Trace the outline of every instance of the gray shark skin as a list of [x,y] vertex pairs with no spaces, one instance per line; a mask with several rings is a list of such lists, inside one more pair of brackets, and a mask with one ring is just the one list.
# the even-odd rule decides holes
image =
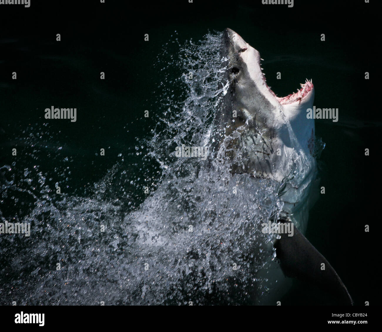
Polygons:
[[318,192],[314,120],[308,119],[306,112],[313,105],[313,84],[307,80],[297,92],[277,97],[266,84],[257,50],[228,28],[222,43],[223,79],[229,87],[223,107],[215,114],[211,157],[228,165],[233,174],[280,184],[284,205],[274,221],[295,227],[293,236],[281,234],[274,244],[284,275],[311,281],[341,304],[352,304],[334,269],[304,235]]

===============

Please lay out every line of the records above as a Markdown table with the columns "Row" and "Line", numbering each row and skipping any blank lines. Leave the pictures out of the table.

| Row | Line |
|---|---|
| 1 | Trace the outline of every instance of the gray shark skin as a list of [x,y] vertex pairs with no spaces, one instance per line; a mask with several rings is a list of such lists, inside one more pair of brackets, and a mask with one ring is just the one list. |
| 2 | # the even-odd rule decides holes |
| 3 | image = |
| 4 | Polygons: |
| 5 | [[318,192],[314,120],[308,119],[306,112],[313,105],[313,84],[307,80],[297,92],[277,97],[266,84],[257,50],[228,28],[222,43],[223,79],[229,87],[223,107],[215,114],[211,157],[228,165],[233,174],[280,184],[284,205],[274,221],[295,227],[293,236],[281,234],[274,244],[284,275],[311,281],[341,304],[352,304],[334,269],[304,235]] |